▸ Task to complete:
Convert the lines below into a JSON array of strings, one string per line, in their original order. Omit blank lines.

▸ Provided entries:
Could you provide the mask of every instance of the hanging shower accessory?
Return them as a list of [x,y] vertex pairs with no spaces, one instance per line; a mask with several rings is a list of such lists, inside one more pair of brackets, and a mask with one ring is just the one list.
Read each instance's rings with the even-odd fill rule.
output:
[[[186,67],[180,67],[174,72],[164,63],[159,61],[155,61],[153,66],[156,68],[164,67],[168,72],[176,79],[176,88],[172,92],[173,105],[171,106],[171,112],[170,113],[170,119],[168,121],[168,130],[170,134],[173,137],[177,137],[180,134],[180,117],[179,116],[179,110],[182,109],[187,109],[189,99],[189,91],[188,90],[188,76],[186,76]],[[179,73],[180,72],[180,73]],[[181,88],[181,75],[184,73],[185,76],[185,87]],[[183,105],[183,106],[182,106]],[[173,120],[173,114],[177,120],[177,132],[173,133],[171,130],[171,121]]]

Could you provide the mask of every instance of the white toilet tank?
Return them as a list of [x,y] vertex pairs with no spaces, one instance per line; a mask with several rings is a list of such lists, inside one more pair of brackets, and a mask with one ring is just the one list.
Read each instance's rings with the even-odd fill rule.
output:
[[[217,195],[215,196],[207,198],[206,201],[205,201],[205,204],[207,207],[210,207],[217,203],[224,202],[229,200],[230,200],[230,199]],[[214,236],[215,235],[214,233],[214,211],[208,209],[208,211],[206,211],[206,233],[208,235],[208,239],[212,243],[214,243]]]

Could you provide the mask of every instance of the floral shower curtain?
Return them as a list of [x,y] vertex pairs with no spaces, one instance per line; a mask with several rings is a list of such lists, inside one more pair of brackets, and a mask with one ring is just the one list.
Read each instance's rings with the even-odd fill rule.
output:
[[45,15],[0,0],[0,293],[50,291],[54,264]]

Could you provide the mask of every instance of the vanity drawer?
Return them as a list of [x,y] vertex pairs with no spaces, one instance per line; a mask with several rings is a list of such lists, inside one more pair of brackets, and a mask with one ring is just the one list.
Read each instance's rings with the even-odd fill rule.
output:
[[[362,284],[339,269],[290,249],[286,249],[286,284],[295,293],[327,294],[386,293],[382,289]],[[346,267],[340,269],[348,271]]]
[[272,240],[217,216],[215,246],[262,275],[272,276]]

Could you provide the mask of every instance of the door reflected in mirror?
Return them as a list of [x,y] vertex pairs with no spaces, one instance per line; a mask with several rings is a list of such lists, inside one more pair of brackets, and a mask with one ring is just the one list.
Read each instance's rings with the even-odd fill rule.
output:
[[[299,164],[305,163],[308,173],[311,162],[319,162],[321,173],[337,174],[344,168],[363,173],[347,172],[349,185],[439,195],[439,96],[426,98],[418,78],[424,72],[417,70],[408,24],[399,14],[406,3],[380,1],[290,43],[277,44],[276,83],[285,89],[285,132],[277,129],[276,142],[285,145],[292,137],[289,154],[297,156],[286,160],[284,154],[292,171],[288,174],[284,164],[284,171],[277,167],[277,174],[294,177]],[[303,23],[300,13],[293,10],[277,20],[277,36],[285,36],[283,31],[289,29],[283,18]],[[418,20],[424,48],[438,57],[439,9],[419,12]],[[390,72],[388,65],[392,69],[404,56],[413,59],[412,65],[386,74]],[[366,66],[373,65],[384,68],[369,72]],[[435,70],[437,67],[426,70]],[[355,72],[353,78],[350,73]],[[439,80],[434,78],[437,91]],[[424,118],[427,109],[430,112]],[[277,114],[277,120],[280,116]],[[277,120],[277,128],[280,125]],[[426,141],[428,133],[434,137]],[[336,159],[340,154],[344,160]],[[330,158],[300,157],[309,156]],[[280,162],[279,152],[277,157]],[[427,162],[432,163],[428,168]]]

▸ Written reply:
[
  "Could you provide the mask of every instance of the hanging shower accessory?",
  "Return them as a list of [x,y] vertex pairs with no spaces, one instance per line; a mask with several rings is a list of such lists, inside one more pair of brackets, and a mask with one ring is just the one list.",
  "Read each instance's rings with the even-odd fill rule.",
  "output:",
  "[[[186,67],[180,67],[174,72],[164,63],[159,61],[155,61],[153,66],[156,68],[164,67],[168,72],[176,79],[176,88],[172,92],[173,105],[171,106],[171,112],[170,113],[170,119],[168,121],[168,130],[170,134],[173,137],[177,137],[180,134],[180,117],[179,116],[179,110],[182,109],[187,109],[189,99],[189,91],[188,90],[188,76],[186,76]],[[179,73],[180,72],[180,73]],[[181,88],[181,75],[184,73],[185,76],[185,87]],[[183,105],[183,106],[182,106]],[[173,120],[173,114],[177,120],[177,132],[173,133],[171,130],[171,121]]]",
  "Could you provide the mask of every instance of the white toilet tank?",
  "Return them as a list of [x,y] vertex pairs with no spaces, one instance per line; a mask with several rings is a list of such lists, inside one more pair of brackets, and a mask with one ring is just the one list.",
  "Read each instance's rings with the even-odd fill rule.",
  "output:",
  "[[[217,195],[215,196],[207,198],[206,201],[205,201],[205,204],[207,207],[210,207],[217,203],[224,202],[229,200],[230,200],[230,199]],[[214,236],[215,235],[214,233],[214,211],[208,209],[208,211],[206,211],[206,233],[208,235],[208,239],[212,243],[214,243]]]",
  "Could you provide the mask of every instance of the floral shower curtain?",
  "Return them as a list of [x,y] vertex pairs with no spaces, one instance per line; a mask with several rings is a list of such lists, inside one more pair of brackets, and a mask with one ring is just the one list.",
  "Read each instance's rings with the even-odd fill rule.",
  "output:",
  "[[45,15],[0,0],[0,293],[50,291],[54,264]]",
  "Could you provide the mask of every instance of the vanity drawer?",
  "Return them as a list of [x,y] vertex pairs with no spaces, one instance per line; a mask with several rings is a list of such lists, inside one more pair of brackets, and a mask with one ring is just the one list.",
  "Read each instance's rings with the even-odd fill rule.",
  "output:",
  "[[[362,284],[339,269],[290,249],[286,249],[286,284],[295,293],[327,294],[386,293],[382,289]],[[346,267],[340,269],[348,271]]]",
  "[[272,240],[217,216],[215,246],[262,275],[272,276]]",
  "Could you provide the mask of every instance of the door reflected in mirror?",
  "Return them as a list of [x,y] vertex pairs with no spaces, one instance per line; a mask with several rings is a list of such lists, inside one more pair of brackets, and a mask with one ring is just the one list.",
  "Read each instance's rings with the even-odd fill rule.",
  "output:",
  "[[[299,164],[305,163],[308,173],[311,162],[319,162],[321,173],[337,174],[344,168],[363,173],[347,172],[349,185],[439,195],[439,96],[426,98],[418,78],[424,72],[417,70],[408,24],[399,14],[406,3],[380,1],[290,43],[277,44],[276,83],[285,89],[285,132],[277,129],[276,142],[285,145],[292,137],[289,154],[297,156],[286,160],[284,154],[292,171],[288,174],[284,164],[284,171],[277,167],[277,174],[294,177]],[[303,23],[300,13],[293,10],[277,20],[277,36],[285,36],[283,31],[289,29],[283,18]],[[418,20],[424,48],[438,57],[439,9],[419,12]],[[390,72],[388,65],[392,69],[404,56],[413,59],[412,65],[386,74]],[[366,66],[373,65],[384,68],[369,72]],[[435,70],[437,67],[426,70]],[[355,72],[353,78],[350,73]],[[439,80],[434,78],[437,91]],[[424,118],[427,109],[430,112]],[[277,114],[277,120],[280,116]],[[277,120],[277,128],[280,125]],[[426,141],[428,133],[434,137]],[[336,159],[340,154],[344,160]],[[330,158],[300,157],[309,156]],[[280,162],[279,152],[277,157]],[[427,162],[432,163],[428,168]]]"
]